[Collected data entries]
========================

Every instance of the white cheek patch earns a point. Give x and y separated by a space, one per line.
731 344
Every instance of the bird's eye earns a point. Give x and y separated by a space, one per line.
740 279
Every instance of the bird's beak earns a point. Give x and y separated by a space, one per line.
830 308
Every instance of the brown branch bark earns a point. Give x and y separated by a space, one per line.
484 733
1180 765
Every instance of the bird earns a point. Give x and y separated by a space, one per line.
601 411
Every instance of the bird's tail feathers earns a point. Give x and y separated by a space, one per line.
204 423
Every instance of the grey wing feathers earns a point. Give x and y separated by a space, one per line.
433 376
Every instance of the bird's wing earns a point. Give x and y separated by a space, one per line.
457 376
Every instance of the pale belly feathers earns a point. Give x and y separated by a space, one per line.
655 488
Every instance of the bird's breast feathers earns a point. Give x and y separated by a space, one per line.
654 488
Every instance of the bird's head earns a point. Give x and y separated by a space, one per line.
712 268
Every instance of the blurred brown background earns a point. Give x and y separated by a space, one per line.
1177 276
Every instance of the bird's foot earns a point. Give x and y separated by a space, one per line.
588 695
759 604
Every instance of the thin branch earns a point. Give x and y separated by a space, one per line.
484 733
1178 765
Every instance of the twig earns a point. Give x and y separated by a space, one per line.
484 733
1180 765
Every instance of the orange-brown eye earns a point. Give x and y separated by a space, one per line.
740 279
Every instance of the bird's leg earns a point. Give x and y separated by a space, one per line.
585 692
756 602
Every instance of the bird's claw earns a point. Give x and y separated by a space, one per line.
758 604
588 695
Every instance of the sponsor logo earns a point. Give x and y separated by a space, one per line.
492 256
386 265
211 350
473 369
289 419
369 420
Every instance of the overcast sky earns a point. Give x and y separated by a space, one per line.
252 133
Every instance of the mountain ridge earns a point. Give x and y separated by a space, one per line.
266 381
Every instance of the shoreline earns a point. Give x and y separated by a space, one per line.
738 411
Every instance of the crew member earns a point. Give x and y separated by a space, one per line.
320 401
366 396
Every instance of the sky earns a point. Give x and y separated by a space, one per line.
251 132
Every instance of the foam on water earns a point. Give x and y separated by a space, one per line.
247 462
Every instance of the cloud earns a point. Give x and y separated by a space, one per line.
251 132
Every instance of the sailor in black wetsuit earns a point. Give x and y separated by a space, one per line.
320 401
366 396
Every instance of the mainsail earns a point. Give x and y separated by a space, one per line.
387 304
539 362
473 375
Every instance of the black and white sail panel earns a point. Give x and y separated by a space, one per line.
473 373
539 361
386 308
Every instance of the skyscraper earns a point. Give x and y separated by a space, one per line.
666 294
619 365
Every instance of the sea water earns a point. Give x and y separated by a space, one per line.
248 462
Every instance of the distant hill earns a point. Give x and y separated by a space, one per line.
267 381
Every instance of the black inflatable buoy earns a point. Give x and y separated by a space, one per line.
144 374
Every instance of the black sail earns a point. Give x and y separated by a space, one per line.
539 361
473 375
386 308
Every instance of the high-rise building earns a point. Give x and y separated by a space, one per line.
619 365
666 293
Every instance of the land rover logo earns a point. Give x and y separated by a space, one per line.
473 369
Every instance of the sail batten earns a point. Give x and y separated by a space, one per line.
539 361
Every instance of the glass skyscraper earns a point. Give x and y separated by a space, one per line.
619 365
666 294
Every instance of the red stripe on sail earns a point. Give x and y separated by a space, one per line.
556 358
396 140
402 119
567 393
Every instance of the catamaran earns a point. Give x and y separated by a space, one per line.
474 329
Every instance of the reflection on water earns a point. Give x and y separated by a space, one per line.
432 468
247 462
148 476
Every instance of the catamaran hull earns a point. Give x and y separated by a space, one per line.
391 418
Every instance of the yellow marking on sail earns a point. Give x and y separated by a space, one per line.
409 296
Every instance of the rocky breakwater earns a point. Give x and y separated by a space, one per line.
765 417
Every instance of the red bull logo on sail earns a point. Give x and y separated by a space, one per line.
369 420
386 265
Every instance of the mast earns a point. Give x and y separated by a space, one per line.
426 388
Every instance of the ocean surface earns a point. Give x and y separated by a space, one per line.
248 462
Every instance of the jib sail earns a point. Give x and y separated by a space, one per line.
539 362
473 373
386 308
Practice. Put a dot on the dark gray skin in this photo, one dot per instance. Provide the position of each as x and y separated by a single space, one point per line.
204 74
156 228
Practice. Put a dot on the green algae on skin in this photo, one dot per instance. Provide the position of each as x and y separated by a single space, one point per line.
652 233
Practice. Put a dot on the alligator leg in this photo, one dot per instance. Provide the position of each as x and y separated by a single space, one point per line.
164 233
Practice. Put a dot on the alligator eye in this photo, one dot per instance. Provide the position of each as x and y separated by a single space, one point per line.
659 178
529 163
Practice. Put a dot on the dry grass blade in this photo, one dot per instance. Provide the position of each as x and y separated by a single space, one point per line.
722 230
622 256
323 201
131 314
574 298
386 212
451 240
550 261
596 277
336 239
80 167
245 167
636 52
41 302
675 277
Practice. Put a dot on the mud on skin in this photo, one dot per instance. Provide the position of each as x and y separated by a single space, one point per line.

========================

(Instructions to follow):
Exactly as they appear above, set down all of the records once more.

(Solution for this exercise):
Every instance of the white cheek patch earns a point. Give x and y separated by a space, one per line.
731 344
Every instance of the bird's eye earns a point. Give x and y separated by a space, one per line.
740 279
Every instance of the bird's beak earns a point. Give x and y separated by a space, one per line.
830 308
Every instance of the brown branch bark earns a point. Give x and y separated by a space, one per line.
484 733
1180 765
Every instance of the bird earns a point. Give x and y separated by a space, one per line.
601 411
Every instance of the bird's tail feathers earns a point. Give x and y separated by a space, one per line.
204 423
Every instance of the grey wing feathers earns a point. Give x and y separated by a space, one per line.
433 376
Every instance of the bird's wing earns a point. Give x and y separated by a space, one per line.
457 376
Every instance of the pale belly feathers earns a point. Give x and y separated by a space, one per line.
655 488
Every instance of the bird's breast feathers earns a point. Give x and y separated by a space, one per line.
654 488
Every instance of the bird's head earns a point. Give x and y separated by a space, one per line.
712 268
Every instance of the blurred brown background earns a point. Give x and y separated by a space, one per line.
1177 276
Every instance of the bird's foot earns a point. Give x and y separated by a space, one per line.
588 695
759 604
Every instance of the thin branch earns a point. Give x and y separated by a space, one per line.
484 733
1178 765
Every instance of the twig earns a point. Give x and y separated by a space, one per line.
484 733
1180 765
Every instance of the orange-brown eye earns a point. Give x and y separated by a space, one per line.
740 279
Every instance of the bird's leg earns a point. Give x and y separated by a space, one per line.
585 692
756 602
Every instance of the bird's claw earns a point. Give x and y separated by a space, one per line.
758 604
588 695
Every instance of the sponsor logo earns a point. Give x and y separated by a space, one per line.
492 256
386 265
211 350
473 369
289 419
369 420
Every instance of the overcast sky earns a point. Give x and y separated by a space, one per line.
252 133
Every instance of the mountain ridge earns a point. Give x and y separated by a space, one per line.
266 381
Every instance of the shoreline earns a point. Give x and y separated by a space, one per line.
738 411
Every instance of the crew member earns a point. Give x and y separated by a space, one per line.
320 401
366 396
Every instance of the sky earns a point. Give x and y separated by a space, one per line.
251 132
Every instance of the foam on water earns a point. Give x and y separated by a space, one per line.
247 462
Every instance of the cloud earns a point. Give x and y separated by a space, one per line.
251 132
Every instance of the sailor in black wetsuit earns a point. Give x and y separated by a space, one per line.
320 401
366 396
Every instance of the mainsail earns a point. Give x and y separated by a space, one per line.
387 304
539 362
473 375
Every instance of the black and white sail panel earns a point. Give x and y separated by a space, one per line.
473 373
539 361
386 308
Every instance of the skyscraper earns a point. Give x and y separated by a space, one per line.
666 294
619 365
Every instance of the sea water earns a point. Give x and y separated by a space, one per line.
248 462
Every instance of the distant hill earns a point. Give x and y separated by a space, one per line.
267 381
Every instance of the black inflatable buoy earns a point. Give x and y separated by a space, one per line.
144 374
Every instance of the black sail earns a point. Give x and y separated by a space, one per line.
539 361
473 375
386 308
Every instance of the high-rise building earns a point. Give x and y separated by a space, one per line.
619 365
666 293
Every instance of the land rover logo earns a point. Give x and y separated by a space, one per line.
473 369
Every instance of the sail batten earns a point. Give x and y separated by a space, one per line.
539 361
Every instance of the glass skyscraper earns a point. Give x and y separated by a space, one per line.
619 365
666 294
Every instance of the red stripe on sail earns a point. Give x and y separated by a space, one per line.
556 358
396 140
402 119
567 393
Every instance of the catamaran earns a point. Give x and y separated by a space, one per line.
474 329
Every instance of the reflection on water earns a point. Give x and y separated by a space, one per line.
432 468
247 462
148 476
Every instance of the catamaran hull earns a point. Give x and y separated by a space, one per line.
391 418
Every instance of the yellow marking on sail earns a point. Give x and y separated by a space, one per line.
409 296
Every instance of the rocky breakwater earns a point. Give x and y separated by a space, one per line.
765 417
Every instance of the red bull logo on sail earns a point. Give x and y separated by a space, one per line.
369 420
386 265
Every instance of the mast earns a point. Give x and y separated by a space, one per line.
426 388
Every instance of the ocean surface earns a point. Give x and y separated by a space, one per line.
248 462
Every instance of the jib sail earns a point. Give x and y separated by a space, one per line.
539 362
473 373
386 308
Practice. Put a dot on the dark gray skin in this photo, one dot per instance. Provide the position of each as x and y separated by a single space, one point per line.
204 74
156 228
Practice. Put a dot on the green algae on skin in this photo, one dot per instance. Provide the position of each as x and y separated by a single space, one point per line.
652 233
Practice. Put a dot on the alligator leg in this photo, one dot per instance. Provide the position of each as x and y separated by a single space, one point per line.
164 233
Practice. Put a dot on the alligator eye in this photo, one dot per instance. Provide the position of each as x and y separated by a single space, one point per line.
659 178
529 163
Practice. Put a dot on the dry grass blade in this photo, one dot per instance. Provide the position of each as x and y separated by a single space, one point per line.
722 230
622 256
323 201
131 314
574 298
386 212
451 240
550 261
596 277
336 239
80 167
245 167
636 52
41 302
675 277
Practice. Put a dot on the mud on skin in this photo, one dot per instance. Provide the position of each as x and y separated by a single space, one point per line.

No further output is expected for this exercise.